-------- Data extracts --------

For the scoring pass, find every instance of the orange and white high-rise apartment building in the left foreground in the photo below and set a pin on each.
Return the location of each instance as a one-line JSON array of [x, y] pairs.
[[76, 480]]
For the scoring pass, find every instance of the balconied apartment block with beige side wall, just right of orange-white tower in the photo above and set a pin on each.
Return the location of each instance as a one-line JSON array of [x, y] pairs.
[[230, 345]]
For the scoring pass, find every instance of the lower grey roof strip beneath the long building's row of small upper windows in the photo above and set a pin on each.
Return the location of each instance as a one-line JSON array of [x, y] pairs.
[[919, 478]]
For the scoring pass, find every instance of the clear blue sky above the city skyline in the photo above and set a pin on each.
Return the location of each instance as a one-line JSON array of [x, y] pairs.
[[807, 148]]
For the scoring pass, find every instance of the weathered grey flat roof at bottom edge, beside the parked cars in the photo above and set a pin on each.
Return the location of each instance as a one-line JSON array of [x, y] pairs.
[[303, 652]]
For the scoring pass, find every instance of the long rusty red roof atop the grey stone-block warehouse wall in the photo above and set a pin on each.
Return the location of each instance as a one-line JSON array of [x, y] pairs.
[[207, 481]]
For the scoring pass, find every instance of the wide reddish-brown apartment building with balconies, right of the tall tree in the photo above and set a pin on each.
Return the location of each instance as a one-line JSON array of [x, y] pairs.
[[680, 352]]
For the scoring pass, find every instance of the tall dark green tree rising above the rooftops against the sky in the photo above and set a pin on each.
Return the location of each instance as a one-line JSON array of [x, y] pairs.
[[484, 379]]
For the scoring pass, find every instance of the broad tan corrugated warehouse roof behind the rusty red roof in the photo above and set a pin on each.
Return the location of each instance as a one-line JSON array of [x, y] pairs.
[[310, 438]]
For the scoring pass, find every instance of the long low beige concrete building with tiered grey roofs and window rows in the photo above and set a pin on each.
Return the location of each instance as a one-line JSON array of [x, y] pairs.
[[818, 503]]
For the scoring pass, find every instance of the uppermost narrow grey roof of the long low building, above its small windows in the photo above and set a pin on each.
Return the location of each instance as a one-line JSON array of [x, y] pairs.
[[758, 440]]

--------

◆ What you should do:
Scan the material above and copy every line that holds the string "rusty".

◆ Task solution:
For the scoring pass, find every instance of the long rusty red roof atop the grey stone-block warehouse wall in the photo above and set a pin on each.
For the scoring pass, find every instance of the broad tan corrugated warehouse roof behind the rusty red roof in the photo above and set a pin on each.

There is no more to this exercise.